──────── Given text

They are beset by issues aplenty. Anna is being bullied in person and via social media – text messages, in language that pulls no punches, flash up or scroll across screens – and she thinks she might be gay. Or bisexual. She has accepted she is “a freak” and no-one likes her.
Much of this is bottled up for fear of alerting the social services who might take her into care.
Grace, self-absorbed, skips college for clubs and, when not blotto, agonises over an unsuitable boyfriend.
There’s no father on the scene, only a distant aunty who’s gay and a teacher whose lukewarm inquiries as to Anna’s wellbeing are met with a poker face (well, teenagers can never be sure of an adult’s agenda).
Despite its thicket of issues, Jumping Puddles is not too preachy and if it crosses your mind that, boy, this pair have drawn an unfair share of life’s short straws, then I’m quite prepared to believe that’s how it is for some in our society.

────────────────
──────── Dataset extract

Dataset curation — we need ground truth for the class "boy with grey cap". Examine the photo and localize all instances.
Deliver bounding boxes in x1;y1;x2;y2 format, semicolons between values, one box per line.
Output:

────────────────

* _Challenges_
1. List each person in Anna's and Grace's lives, other than the two of them, whom the Jumping Puddles review mentions.
2. Extend the review of Jumping Puddles with a few sentences that follow on from its last one.

* _Expected responses_
1.
- Grace's unsuitable boyfriend
- the father, who is not on the scene
- a distant aunty who is gay
- a teacher who makes lukewarm inquiries about Anna's wellbeing

2.
The cast, Lauren Kellegher as Anna, Molly Roberts as Grace and Paislie Reid and Maria Crocker playing several roles, clearly embraced the physical demands of the show, moving at times as a synchronised unit.
But the personal touch has not been sacrified and there are some achingly touching key moments, notably when the sisters, silently facing us, appear gripped by a deep, inexpressible grief.
So, definitely not a comedy; but Jumping Puddles should strike chords, touch hearts, entertain and maybe even educate on its northern tour.